Dataset rows on where objects appear:

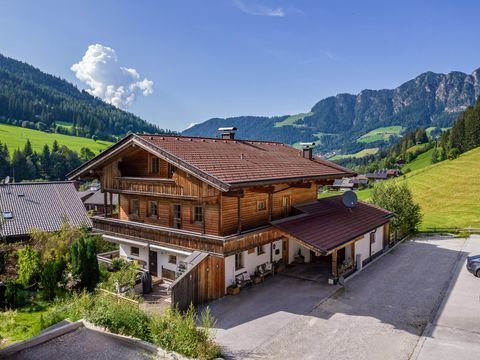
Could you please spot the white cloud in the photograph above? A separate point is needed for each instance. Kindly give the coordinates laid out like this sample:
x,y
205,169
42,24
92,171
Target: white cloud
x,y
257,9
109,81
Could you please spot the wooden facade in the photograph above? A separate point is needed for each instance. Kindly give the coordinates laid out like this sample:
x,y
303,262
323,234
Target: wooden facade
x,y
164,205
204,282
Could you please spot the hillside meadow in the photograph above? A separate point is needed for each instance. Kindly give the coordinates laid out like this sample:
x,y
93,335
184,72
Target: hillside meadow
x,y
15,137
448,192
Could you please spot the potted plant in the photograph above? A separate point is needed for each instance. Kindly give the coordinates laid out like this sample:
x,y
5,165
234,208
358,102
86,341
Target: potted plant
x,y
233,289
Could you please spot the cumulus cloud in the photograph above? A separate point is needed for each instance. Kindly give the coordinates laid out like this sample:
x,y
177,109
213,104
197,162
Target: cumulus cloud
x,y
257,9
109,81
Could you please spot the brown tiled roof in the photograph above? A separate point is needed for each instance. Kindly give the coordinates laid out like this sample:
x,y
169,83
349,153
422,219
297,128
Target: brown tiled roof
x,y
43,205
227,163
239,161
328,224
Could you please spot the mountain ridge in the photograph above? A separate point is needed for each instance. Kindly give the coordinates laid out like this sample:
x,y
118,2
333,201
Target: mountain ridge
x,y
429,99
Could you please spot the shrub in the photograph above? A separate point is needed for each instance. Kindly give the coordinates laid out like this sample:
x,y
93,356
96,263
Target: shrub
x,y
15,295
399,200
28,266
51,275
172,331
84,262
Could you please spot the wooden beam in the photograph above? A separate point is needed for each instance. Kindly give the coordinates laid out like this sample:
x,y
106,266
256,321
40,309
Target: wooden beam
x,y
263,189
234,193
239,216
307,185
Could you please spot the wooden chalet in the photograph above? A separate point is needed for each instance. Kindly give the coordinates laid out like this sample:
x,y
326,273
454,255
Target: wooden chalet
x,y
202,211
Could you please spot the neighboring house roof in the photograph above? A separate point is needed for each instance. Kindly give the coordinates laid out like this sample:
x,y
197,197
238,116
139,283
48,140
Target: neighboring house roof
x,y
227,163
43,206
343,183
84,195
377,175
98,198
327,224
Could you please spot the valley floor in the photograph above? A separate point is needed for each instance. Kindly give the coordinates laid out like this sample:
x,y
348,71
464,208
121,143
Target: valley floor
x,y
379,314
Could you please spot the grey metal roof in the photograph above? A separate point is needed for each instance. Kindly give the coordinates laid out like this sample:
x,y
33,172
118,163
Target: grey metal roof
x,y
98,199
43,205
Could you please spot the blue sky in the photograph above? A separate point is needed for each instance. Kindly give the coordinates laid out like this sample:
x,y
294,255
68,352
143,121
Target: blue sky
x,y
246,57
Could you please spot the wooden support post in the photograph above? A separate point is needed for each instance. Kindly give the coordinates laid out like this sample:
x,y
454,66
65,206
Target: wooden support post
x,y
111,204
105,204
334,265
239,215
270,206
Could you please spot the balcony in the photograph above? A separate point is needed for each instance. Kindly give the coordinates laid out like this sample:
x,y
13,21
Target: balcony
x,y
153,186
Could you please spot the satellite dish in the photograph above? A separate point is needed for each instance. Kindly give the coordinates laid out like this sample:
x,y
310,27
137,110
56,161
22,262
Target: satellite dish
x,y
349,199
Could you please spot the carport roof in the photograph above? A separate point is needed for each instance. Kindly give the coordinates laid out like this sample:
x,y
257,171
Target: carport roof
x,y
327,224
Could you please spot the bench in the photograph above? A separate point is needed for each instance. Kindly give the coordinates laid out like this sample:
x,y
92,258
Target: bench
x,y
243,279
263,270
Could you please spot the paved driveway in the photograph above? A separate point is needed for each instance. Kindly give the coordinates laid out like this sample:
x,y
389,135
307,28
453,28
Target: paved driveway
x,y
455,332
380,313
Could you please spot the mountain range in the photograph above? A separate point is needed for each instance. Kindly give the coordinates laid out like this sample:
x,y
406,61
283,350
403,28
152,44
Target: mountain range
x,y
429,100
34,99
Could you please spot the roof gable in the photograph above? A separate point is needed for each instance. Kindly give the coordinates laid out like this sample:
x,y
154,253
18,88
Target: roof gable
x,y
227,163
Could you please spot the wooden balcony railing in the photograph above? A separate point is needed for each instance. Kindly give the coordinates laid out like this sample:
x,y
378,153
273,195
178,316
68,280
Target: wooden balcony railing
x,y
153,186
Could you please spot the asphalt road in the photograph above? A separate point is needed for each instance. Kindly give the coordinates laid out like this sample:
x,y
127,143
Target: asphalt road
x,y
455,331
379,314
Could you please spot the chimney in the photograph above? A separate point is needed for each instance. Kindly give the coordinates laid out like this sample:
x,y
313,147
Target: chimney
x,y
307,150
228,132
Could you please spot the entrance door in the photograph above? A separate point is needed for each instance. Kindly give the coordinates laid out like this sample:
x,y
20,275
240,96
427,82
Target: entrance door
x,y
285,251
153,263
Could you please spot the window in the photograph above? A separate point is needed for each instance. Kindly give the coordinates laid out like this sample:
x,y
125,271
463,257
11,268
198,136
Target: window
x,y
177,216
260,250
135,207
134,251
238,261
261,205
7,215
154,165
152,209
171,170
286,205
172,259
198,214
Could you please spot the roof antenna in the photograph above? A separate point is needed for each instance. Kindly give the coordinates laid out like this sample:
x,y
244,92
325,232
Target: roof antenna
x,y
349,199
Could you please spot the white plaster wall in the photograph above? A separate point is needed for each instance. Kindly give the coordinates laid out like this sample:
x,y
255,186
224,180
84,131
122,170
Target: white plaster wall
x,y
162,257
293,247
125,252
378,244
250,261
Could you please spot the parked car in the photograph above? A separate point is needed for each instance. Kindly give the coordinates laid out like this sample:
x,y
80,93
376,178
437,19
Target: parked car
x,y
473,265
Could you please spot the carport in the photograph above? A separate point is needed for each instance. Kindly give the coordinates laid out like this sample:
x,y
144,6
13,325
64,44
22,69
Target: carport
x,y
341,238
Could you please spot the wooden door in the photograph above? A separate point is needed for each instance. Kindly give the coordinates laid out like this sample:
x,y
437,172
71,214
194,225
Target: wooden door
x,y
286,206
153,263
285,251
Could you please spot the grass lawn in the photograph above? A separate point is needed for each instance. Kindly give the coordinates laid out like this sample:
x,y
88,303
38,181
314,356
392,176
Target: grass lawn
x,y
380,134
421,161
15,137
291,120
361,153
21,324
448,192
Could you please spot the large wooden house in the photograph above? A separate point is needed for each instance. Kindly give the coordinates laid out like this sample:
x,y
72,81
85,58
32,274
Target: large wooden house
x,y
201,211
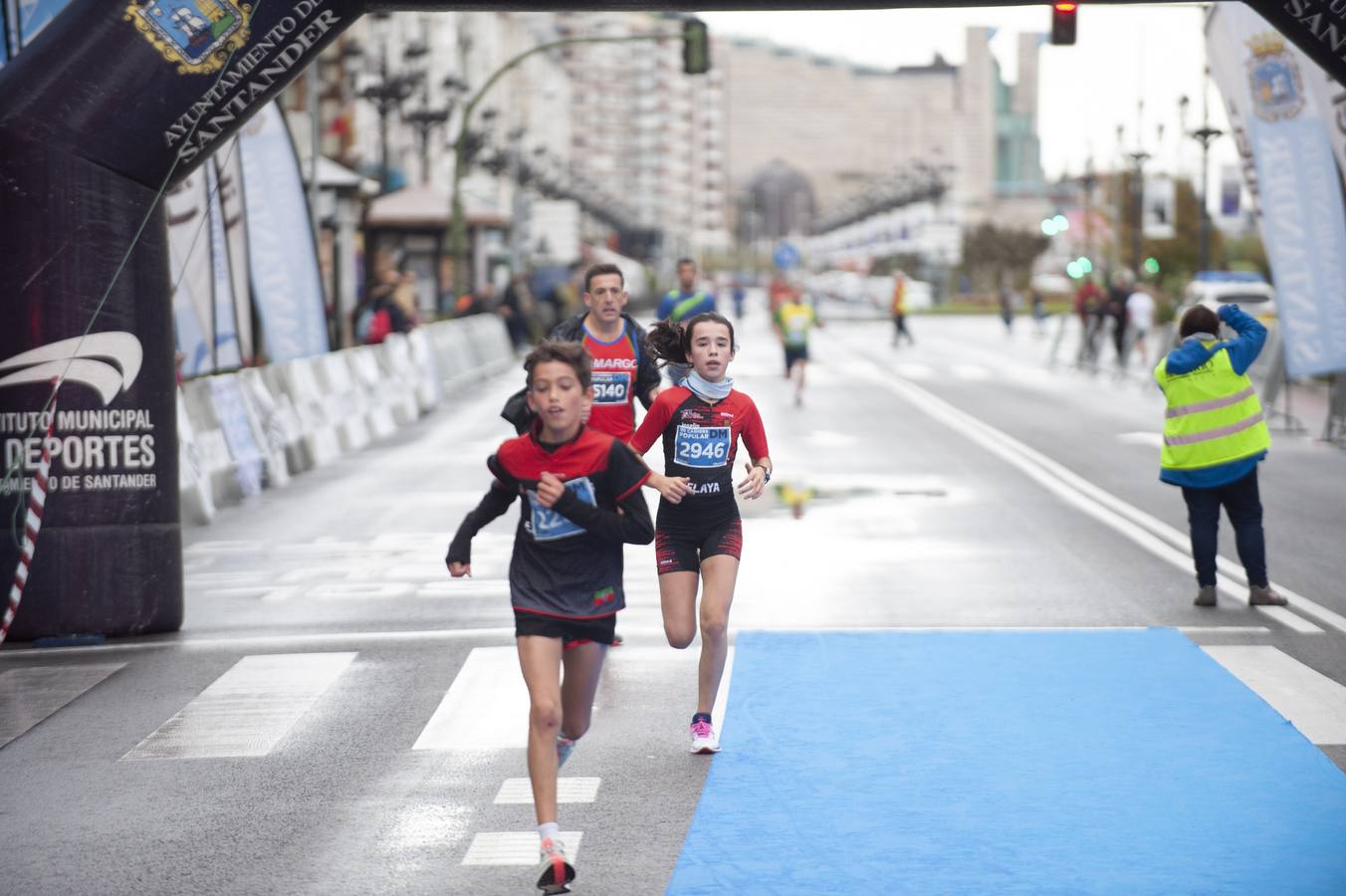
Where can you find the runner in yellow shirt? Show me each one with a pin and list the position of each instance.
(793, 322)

(Stated goal)
Repeat the data exactly, excluding the pictures.

(Answer to the task)
Could you please spot the white cloud in the photograph above? A separate point is needed for each instance. Kindly give the coordinates laid out like this sample:
x,y
205,169
42,24
92,171
Target: white cloud
x,y
257,9
109,81
Could you please spot the wooden facade in the photograph above? A separate point is needed for each instance. Kindly give the coordinates laid out like this sample:
x,y
303,262
323,234
Target: wooden facade
x,y
164,205
204,282
Could you please spot the hillside meadow in the photograph above? A separate point is needed for each instance. Kindly give the coordinates laid out like this sample:
x,y
93,335
184,72
Target: hillside meadow
x,y
15,137
448,192
Could you please spot the potted plant in the photograph above? A separate point is needed for each instance. Kindly give the coordinates laid out like this sample:
x,y
5,165
234,208
358,102
86,341
Target: potted plant
x,y
233,289
Could you please spot the cumulus cloud in the photograph above? A separate point is needed for each instance. Kindly give the coordinates laid out like this sample:
x,y
177,109
213,104
197,162
Target: cumulus cloud
x,y
257,9
109,81
Could you please spot the brown tiled roof in the photograph above? A separate point is needed for each instance. Kindly give the coordinates laid out like this sample:
x,y
169,83
349,153
422,219
297,128
Target: brown tiled roof
x,y
43,205
227,163
239,161
328,224
Could you please spot the mountain ridge in the photograph above? A separate point is needed for each instance. Kindly give the coordinates laid out like this sample:
x,y
118,2
333,201
Target: mountain ridge
x,y
429,99
Could you please spot the shrub in the photograph above? A separate point is needed for each instance. Kindly give the coordinates laid out like this sample:
x,y
93,356
96,263
Target: shrub
x,y
15,295
399,200
28,266
51,275
172,331
84,262
Could you please spot the wooden beam in the photograph above? A separate point is needed for each instance. Kindly give the coordinates laid out like this sample:
x,y
106,266
256,321
40,309
Target: wooden beam
x,y
263,189
234,193
239,216
307,185
Could you please spot the wooden chalet in the photograph above? A separate point is needed for each instance. Kindly give the coordinates laid out like this sample:
x,y
326,273
454,255
Target: wooden chalet
x,y
202,211
Could you please spot the neighboring house roof in the photograph above? A separate point is needed for each instance. Kindly give the coordinates laid out like this sample:
x,y
197,197
238,116
139,283
48,140
Target: neighboring house roof
x,y
227,163
43,206
343,183
84,195
377,175
98,198
327,224
Could you please spot the valley floor in the photograph above? A separate point is needed for each instance. Kindly give the coordinates laid out like this sample:
x,y
348,71
464,208
121,143
Target: valley floor
x,y
379,314
Could you please spot the grey metal roof in the photograph above? A separate point is needed for each instance. Kindly give the coordinates laid out like this sample:
x,y
33,172
118,163
Target: grey metal roof
x,y
98,199
43,205
Could you please spot the blue sky in the photograph above? A separate point is needed for each instance. Kindly give the coordinates laid out like this sample:
x,y
294,255
68,352
143,121
Target: blue sky
x,y
246,57
Could you please spot the wooden support post in the photograph above? A separate point is needed for each instance. Kindly give the coordinates laid out like this sample:
x,y
454,66
65,206
Target: wooden support post
x,y
111,204
105,204
334,265
239,215
270,206
Could you please spot the balcony in the photograph above? A separate point is needed for each instance. Kindly give the coordinates laid out like this sample:
x,y
13,21
Target: balcony
x,y
153,186
Could you please spot the satellite dish in the photograph above? A separate point is needed for each instance. Kindly give the coordinates laid out like this sample:
x,y
310,27
137,110
56,161
22,262
Target: satellite dish
x,y
349,199
Could you please spot the carport roof in the photograph above? A separate point is needed for each instance. Kindly give the coordinates laid out like this sample:
x,y
257,171
Target: carport roof
x,y
327,224
Could you please spot the bench in the photograph above? A separate point is needed for each instance. Kindly give the coordinates laid out like this sample:
x,y
92,258
Target: bench
x,y
243,279
263,270
Could you please spot the paved driveway in the photograph above? A separate point is needed for each instance. Kindly give the coordinates laid out like this sample:
x,y
389,135
307,28
453,28
Target: paved driveway
x,y
455,332
380,313
Could you please spot the mountain range in the photograph above? A separate point is needed for each instance. Kindly give the coordinates laid out like this sample:
x,y
406,61
283,350
403,28
152,44
Target: mountain range
x,y
429,100
34,99
Could you please spot the roof gable in the photograph above? A separate point is needed for each instance. Kindly give the coordinates laid out like this sample:
x,y
154,253
18,88
Target: roof gable
x,y
227,163
Could you please spot the wooden balcony railing in the photograph above? A separate point is needed for each instance. Kindly give the coordinates laid out like this sample:
x,y
378,153
273,195
178,316
68,280
Target: wooden balcony railing
x,y
153,186
Could you please spot the asphalt road in the photograph above? A separate point is needed for each instance. Kindly give the coordinates laid out like this sample:
x,y
127,143
Target: asphalt road
x,y
455,331
379,314
Could you please spot the chimney in the photograph above? A separate point is needed for each instance. Kindly give the coordinates laid out like this sample:
x,y
313,147
Target: chimney
x,y
307,150
228,132
Could you please spot the entrance door in the photograph above? A separate point is needed for each instance. Kindly give the coordinates laid out like this sample:
x,y
20,275
240,96
427,82
Target: entrance door
x,y
285,251
153,263
Could you please spot the window in the photograph above? A separate point is needed for each instance. Kindly give the coordinates laid out like this sample:
x,y
125,271
463,257
11,268
198,136
Target: window
x,y
177,216
260,250
135,207
134,251
238,261
261,205
7,215
154,165
152,209
171,170
286,205
172,259
198,214
Could you please spot the roof antenna in the photograph above? A separate point is needed for each instance. Kindly give the coordinates laid out like this sample:
x,y
244,92
325,232
Target: roof antenna
x,y
349,199
Could you please spot the white plaster wall in the photograph above? A separate point is needed for each instance. Kindly give the coordinates laid out like this sample:
x,y
255,186
224,180
84,131
122,170
Target: white plaster wall
x,y
162,257
293,247
125,252
378,244
250,261
Could you please spot the parked car in the photograph above? A separate point is needed for each instance. Kindly give the coordinates laid out like this sample:
x,y
80,93
376,178
437,19
Target: parked car
x,y
473,265
Could you please spot the carport in the photograph above? A separate point is needed for each instance. Kindly give the coordinates laid out like this sample:
x,y
144,6
13,325
64,44
22,69
Target: carport
x,y
341,238
Could you please spot the wooden door in the photograph above? A separate point is needed for each instance. Kindly give the coordinates laid out like this sample:
x,y
437,172
71,214
194,225
Target: wooden door
x,y
286,206
153,263
285,251
Could you please spot the grass lawn in the photograph above? A separate point is needed for each instance. Kindly give the coordinates laid out like this sample:
x,y
88,303
38,181
314,356
392,176
Target: grass lawn
x,y
380,134
421,161
15,137
291,120
361,153
21,324
448,192
Could you please spot the large wooden house in the photograph above? A separate point is needed for each instance. Kindly give the coordinates laid out like this sample:
x,y
72,81
85,58
32,274
Target: large wooden house
x,y
201,211
Where can you find the runner in yellow shirt? Show me each one with a pin and list the position of each instance.
(793, 322)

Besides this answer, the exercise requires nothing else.